--- BEGIN SOURCE DATA ---
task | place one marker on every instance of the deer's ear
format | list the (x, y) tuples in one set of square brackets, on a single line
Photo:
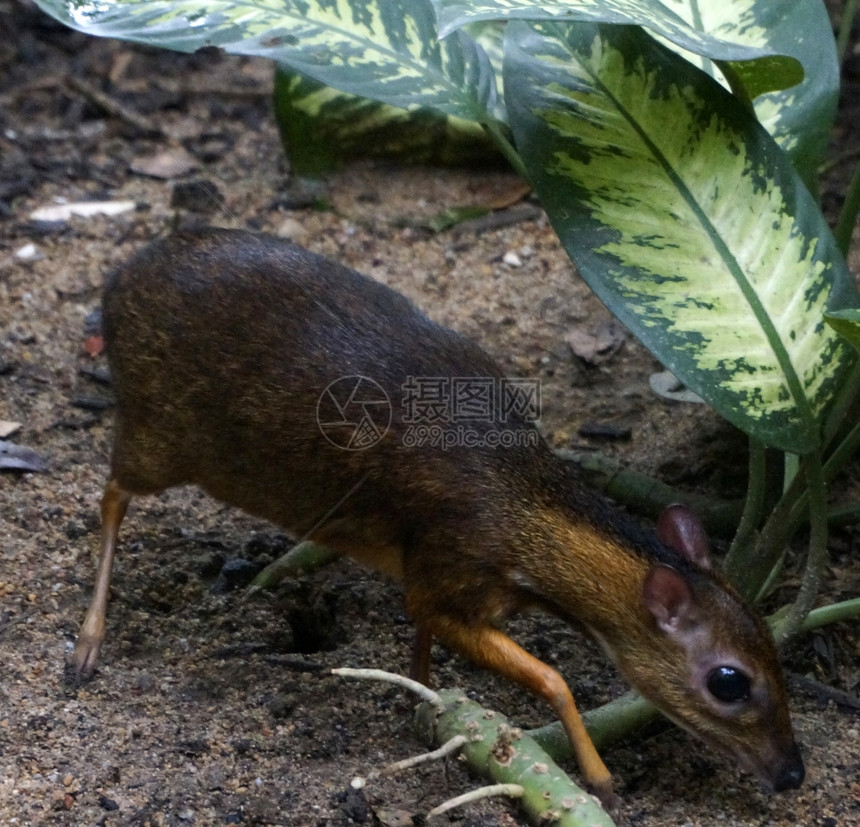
[(681, 530), (669, 599)]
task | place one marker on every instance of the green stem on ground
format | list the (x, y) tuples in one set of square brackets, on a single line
[(606, 725), (848, 214), (648, 496), (834, 613), (846, 24), (816, 487), (749, 522), (494, 129)]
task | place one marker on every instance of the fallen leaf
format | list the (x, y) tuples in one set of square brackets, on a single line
[(20, 458), (667, 385), (171, 163), (597, 344)]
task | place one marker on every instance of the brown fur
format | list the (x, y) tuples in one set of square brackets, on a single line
[(221, 345)]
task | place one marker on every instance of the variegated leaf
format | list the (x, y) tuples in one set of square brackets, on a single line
[(847, 324), (777, 70), (322, 128), (686, 219), (793, 33), (386, 50), (800, 117)]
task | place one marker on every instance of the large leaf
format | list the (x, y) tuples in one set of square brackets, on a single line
[(847, 324), (800, 118), (322, 128), (759, 46), (386, 50), (686, 219), (771, 69)]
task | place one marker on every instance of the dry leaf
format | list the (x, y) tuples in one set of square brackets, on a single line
[(8, 428), (82, 209), (171, 163), (597, 344)]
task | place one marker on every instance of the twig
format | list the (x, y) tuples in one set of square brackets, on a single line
[(510, 790), (427, 695), (496, 750), (302, 558), (452, 745), (115, 108), (822, 690)]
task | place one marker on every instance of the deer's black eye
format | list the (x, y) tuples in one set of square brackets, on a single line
[(728, 684)]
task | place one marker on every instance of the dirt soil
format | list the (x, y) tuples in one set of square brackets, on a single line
[(211, 709)]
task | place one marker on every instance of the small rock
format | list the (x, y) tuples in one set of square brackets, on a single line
[(29, 252), (512, 259), (108, 804), (196, 196), (292, 230), (235, 573)]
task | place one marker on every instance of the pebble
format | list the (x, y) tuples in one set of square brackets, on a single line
[(512, 259)]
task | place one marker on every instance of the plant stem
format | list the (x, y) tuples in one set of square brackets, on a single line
[(834, 613), (845, 25), (648, 496), (494, 129), (817, 555), (848, 214), (741, 543), (606, 725)]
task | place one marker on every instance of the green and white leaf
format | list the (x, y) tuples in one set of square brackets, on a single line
[(686, 219), (799, 118), (774, 69), (847, 324), (385, 50), (322, 128)]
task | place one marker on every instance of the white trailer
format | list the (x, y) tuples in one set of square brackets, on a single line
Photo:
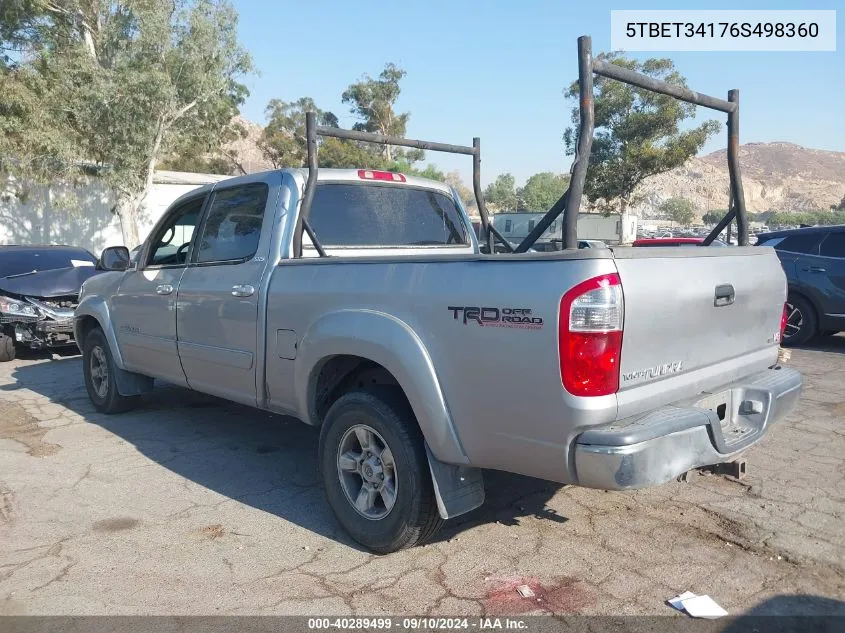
[(612, 229)]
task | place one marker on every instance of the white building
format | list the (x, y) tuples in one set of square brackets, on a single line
[(82, 215)]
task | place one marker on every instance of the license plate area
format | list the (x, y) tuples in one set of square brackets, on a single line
[(721, 404), (741, 413)]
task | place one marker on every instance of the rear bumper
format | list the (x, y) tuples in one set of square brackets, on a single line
[(657, 447)]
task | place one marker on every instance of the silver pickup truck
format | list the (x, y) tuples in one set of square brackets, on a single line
[(361, 302)]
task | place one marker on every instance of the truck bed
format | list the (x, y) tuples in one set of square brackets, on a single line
[(502, 380)]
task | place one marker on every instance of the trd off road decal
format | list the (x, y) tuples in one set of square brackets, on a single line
[(497, 317)]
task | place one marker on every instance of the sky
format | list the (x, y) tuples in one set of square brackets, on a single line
[(497, 70)]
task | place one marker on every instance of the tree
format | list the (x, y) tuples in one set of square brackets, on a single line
[(372, 101), (127, 83), (542, 190), (453, 179), (678, 210), (637, 132), (283, 139), (501, 193), (713, 217)]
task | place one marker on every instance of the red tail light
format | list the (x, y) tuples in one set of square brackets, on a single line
[(784, 319), (590, 336), (369, 174)]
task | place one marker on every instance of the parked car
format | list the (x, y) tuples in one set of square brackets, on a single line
[(39, 286), (675, 241), (814, 262), (591, 244), (418, 357)]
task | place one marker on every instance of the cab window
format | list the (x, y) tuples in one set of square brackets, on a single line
[(171, 243), (233, 224)]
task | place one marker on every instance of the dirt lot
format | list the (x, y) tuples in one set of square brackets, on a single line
[(192, 505)]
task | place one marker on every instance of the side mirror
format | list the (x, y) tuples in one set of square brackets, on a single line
[(114, 258)]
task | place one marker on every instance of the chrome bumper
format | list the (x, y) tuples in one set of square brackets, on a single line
[(659, 446)]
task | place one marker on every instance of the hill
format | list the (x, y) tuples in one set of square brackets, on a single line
[(776, 177)]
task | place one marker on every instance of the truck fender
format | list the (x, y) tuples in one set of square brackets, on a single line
[(391, 343), (128, 383)]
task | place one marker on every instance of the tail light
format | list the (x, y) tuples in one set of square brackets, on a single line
[(590, 336), (370, 174), (784, 319)]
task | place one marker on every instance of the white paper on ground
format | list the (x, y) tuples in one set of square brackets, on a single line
[(703, 607), (678, 600)]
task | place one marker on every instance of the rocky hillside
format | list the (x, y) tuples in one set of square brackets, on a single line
[(775, 176)]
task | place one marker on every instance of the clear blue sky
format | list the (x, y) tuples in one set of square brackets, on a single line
[(497, 69)]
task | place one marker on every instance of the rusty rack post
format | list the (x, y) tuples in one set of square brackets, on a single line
[(570, 202), (312, 130)]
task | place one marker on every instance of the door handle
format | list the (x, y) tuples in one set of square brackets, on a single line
[(242, 290), (724, 295)]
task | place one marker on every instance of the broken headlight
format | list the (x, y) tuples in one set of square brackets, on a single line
[(17, 307)]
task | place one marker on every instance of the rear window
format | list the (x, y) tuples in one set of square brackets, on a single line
[(798, 243), (16, 261), (833, 245), (384, 215)]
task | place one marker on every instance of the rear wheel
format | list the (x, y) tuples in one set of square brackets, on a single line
[(7, 348), (100, 376), (801, 322), (375, 471)]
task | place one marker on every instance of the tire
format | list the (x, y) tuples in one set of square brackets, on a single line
[(412, 518), (7, 348), (802, 324), (101, 386)]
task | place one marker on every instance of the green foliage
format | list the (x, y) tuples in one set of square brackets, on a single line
[(453, 179), (283, 140), (678, 210), (713, 217), (637, 132), (372, 101), (542, 190), (123, 84), (501, 194)]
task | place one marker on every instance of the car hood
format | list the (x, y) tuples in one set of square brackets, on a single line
[(49, 283)]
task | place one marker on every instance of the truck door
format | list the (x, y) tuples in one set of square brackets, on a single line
[(830, 268), (143, 310), (219, 294)]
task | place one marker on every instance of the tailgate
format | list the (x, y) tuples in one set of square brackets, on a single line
[(690, 311)]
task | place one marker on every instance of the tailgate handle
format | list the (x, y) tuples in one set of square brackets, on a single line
[(724, 295)]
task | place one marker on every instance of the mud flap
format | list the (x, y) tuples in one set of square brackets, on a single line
[(458, 489), (131, 384)]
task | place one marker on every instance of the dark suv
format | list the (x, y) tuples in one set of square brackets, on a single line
[(814, 262)]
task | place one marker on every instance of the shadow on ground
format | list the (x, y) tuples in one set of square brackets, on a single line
[(785, 613), (258, 458)]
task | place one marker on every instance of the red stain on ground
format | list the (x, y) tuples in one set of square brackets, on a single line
[(560, 596)]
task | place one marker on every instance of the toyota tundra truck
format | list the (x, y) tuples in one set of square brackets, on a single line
[(361, 302)]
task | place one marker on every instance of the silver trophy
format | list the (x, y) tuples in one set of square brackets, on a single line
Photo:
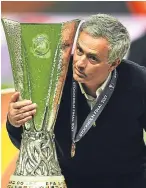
[(39, 55)]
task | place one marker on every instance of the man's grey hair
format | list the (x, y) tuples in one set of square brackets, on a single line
[(108, 27)]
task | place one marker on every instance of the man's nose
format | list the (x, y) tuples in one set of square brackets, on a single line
[(82, 62)]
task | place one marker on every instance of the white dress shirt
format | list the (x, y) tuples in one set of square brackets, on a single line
[(91, 100)]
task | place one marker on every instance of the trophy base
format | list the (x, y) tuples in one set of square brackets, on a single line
[(36, 182)]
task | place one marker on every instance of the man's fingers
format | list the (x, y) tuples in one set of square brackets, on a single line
[(28, 108), (15, 97), (21, 104), (25, 115), (23, 121)]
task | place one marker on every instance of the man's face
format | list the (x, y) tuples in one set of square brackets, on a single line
[(90, 62)]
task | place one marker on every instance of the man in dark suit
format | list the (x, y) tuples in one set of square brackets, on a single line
[(108, 149)]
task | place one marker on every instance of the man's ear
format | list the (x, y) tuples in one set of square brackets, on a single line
[(114, 65)]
--- END SOURCE DATA ---
▶ TASK TO COMPLETE: Starting at the line containing "task | place one marker on every instance of the door" and ending at the line containing "[(724, 295)]", lay out those items as a two-column CSV with the headers instruction and points. Give one row per item, with its text and its answer each in a single quoted field and line breaks turned into spaces.

▶ COMPLETE RESPONSE:
instruction,points
"task | place one marker on every instance of the door handle format | list the (x, y) tuples in one set of square brackets, on a single line","[(242, 290), (724, 295)]"
"task | place one marker on every instance of the broken headlight format | list the (x, y) tuples in one set of square brackets, on a single line","[(17, 307)]"
"task | place one marker on every instance of the rear window format | list the (x, y) tuples in one set of square brackets, on a single line","[(798, 243), (16, 261), (833, 245), (384, 215)]"
"task | place one marker on every instance of the rear wheel format | list the (x, y) tuples in one set of square brackets, on a single line","[(7, 348), (100, 376), (801, 322), (375, 471)]"
"task | place one marker on every instance of the tire format | list the (x, y) tuples in one set of square brackets, on a single line","[(412, 518), (7, 348), (802, 324), (101, 386)]"
"task | place one marker on every instance of the green foliage format | list the (x, y) tuples in one set of square brackets, on a single line","[(453, 179), (283, 140), (678, 210), (713, 217), (637, 132), (372, 101), (542, 190), (123, 84), (501, 194)]"
"task | place one marker on every instance of the car hood format | list the (x, y) tuples in one set of square brackets, on a single line","[(49, 283)]"
"task | place one marker on every instance of the truck door format | list the (x, y) tuples in one set of square brackets, on a single line","[(830, 268), (143, 310), (219, 294)]"
"task | place one marker on every instance of the tailgate format | list the (x, y) tuples in one set of square brackets, on a single line","[(690, 311)]"
"task | place one marker on every instance of the tailgate handle format | list the (x, y) tuples in one set of square brackets, on a single line","[(724, 295)]"